◆ Problem set
(a) According to the fallstreak holes article, who won the 2014 amateur category of the photo competition?
(b) Reproduce the passage of the fallstreak holes article between "Here’s the EXIF" and "in there too.", inclusive, word for word.

Fallstreak Holes

Every year the Desert Foothills Land Trust in Arizona runs a photo competition open to both professionals and amateurs. The goal is to promote preservation of the native desert beauty, flora, fauna, and landscape. The 2014 winner in the amateur category, receiving the People’s Choice Award, was Tammy Manganelli from New River. Her award winning photo is reproduced above with her gracious permission. You can click on it to see a larger version.

Here’s the EXIF data: Nikon D610 + 70-300mm lens, ¼s, f3.5, ISO 100.

When I first saw that striking image, my initial impression was that it showed a relatively rare meteorological phenomenon known as a fallstreak hole. There’s many examples you can see online. Check out the results of this Google Image search. You can see why they’re called fallstreak holes — they appear as a nearly circular “hole” in a cloud, and in many cases you see streaks falling from the hole. Those streaks consist of either ice crystals or rain. Manganelli’s photo shows what appears to be mostly rain, but there’s probably some ice crystals in there too.

The strange appearance of fallstreak holes often leads to claims of UFOs and secret government tests being the cause. See my Feb 22,2015 post Burning A Hole Through A Cloud. But there’s a simple natural mechanism at work here.

Before I explain the science behind Manganelli’s photo, it might help to review just what a cloud is. Water vapor is invisible. In its gaseous state, H2O is essentially transparent. But even under clear sunny skies, there’s literally tons of water vapor floating in the air overhead. But when that water vapor condenses into a liquid state, forming microscopic droplets that can also float in the air, those droplets scatter “white” light from the Sun and appear as a cloud.

You might wonder, since water has to be heated to 100°C (212°F) to change its phase from liquid to gas, how all that water vapor can be in the air at normal atmospheric temperatures. The hottest air temperature ever recorded was “only” 56.7°C (134°F) at Death Valley, Nevada in 1913. And that was near the surface — generally, temperature decreases with altitude.

The answer comes from the kinetic theory of gases (KT) The math is complicated, but the implications are easy to grasp. Most people are aware that air is made of tiny gas particles: nitrogen (N2) molecules, which account for 78% of Earth’s atmosphere, and oxygen (O2) molecules for another 21%. The remaining 1% is a mix of other gases.

◆ Information supplied
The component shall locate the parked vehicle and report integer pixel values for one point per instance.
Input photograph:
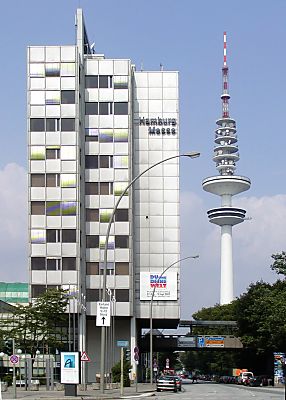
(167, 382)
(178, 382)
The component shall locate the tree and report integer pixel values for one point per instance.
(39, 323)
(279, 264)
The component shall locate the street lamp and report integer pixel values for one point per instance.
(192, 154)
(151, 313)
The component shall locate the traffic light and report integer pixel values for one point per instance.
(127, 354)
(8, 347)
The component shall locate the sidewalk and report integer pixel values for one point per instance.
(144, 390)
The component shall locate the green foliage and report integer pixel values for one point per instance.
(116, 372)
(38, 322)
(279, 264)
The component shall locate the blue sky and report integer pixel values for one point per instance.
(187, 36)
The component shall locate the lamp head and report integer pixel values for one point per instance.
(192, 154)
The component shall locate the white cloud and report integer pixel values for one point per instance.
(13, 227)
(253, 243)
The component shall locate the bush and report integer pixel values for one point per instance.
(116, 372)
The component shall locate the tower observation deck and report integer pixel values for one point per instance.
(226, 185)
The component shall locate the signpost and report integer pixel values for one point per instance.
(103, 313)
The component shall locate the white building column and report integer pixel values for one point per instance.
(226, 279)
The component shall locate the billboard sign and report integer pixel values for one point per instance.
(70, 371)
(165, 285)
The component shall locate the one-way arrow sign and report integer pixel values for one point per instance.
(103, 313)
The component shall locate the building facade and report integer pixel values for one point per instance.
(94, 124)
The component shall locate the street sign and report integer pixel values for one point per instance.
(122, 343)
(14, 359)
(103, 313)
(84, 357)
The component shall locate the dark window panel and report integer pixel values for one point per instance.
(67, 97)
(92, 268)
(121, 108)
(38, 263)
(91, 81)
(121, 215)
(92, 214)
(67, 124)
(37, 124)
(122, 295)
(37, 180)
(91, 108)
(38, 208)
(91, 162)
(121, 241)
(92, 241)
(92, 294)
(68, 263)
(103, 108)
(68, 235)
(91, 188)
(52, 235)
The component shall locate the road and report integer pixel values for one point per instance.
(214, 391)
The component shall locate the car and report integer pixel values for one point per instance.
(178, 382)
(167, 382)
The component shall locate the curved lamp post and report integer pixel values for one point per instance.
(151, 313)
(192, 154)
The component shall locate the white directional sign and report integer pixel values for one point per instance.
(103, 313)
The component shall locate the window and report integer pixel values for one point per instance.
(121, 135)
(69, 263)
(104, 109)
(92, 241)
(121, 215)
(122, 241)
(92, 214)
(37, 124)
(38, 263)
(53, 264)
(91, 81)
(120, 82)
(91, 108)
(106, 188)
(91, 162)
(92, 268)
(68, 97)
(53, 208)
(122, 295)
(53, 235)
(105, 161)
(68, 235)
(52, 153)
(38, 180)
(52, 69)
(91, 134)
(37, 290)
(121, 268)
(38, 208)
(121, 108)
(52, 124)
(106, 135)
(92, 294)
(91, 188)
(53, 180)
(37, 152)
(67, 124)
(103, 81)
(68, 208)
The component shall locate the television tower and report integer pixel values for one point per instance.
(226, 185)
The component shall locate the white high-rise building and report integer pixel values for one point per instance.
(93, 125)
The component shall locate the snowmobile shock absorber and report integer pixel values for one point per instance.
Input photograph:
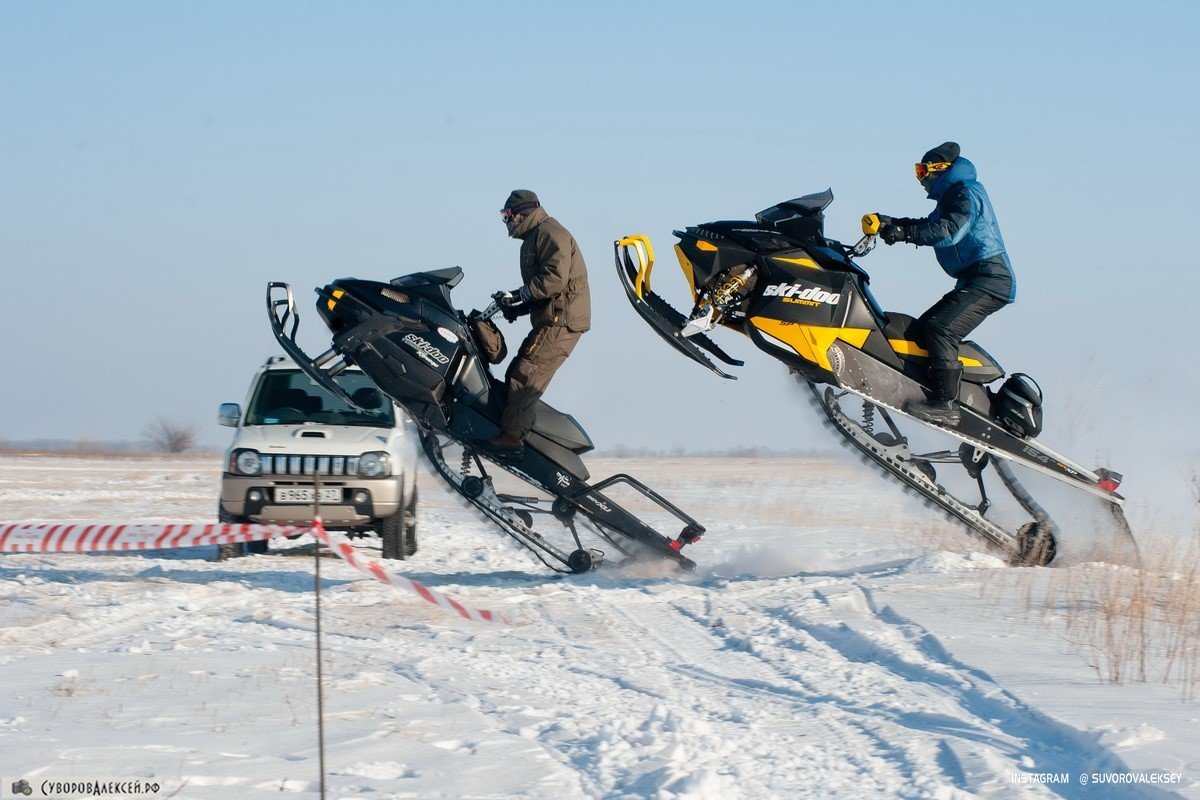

◆ Answers per task
(a) Tammy Manganelli from New River won it, receiving the People's Choice Award.

(b)
Here’s the EXIF data: Nikon D610 + 70-300mm lens, ¼s, f3.5, ISO 100.

When I first saw that striking image, my initial impression was that it showed a relatively rare meteorological phenomenon known as a fallstreak hole. There’s many examples you can see online. Check out the results of this Google Image search. You can see why they’re called fallstreak holes — they appear as a nearly circular “hole” in a cloud, and in many cases you see streaks falling from the hole. Those streaks consist of either ice crystals or rain. Manganelli’s photo shows what appears to be mostly rain, but there’s probably some ice crystals in there too.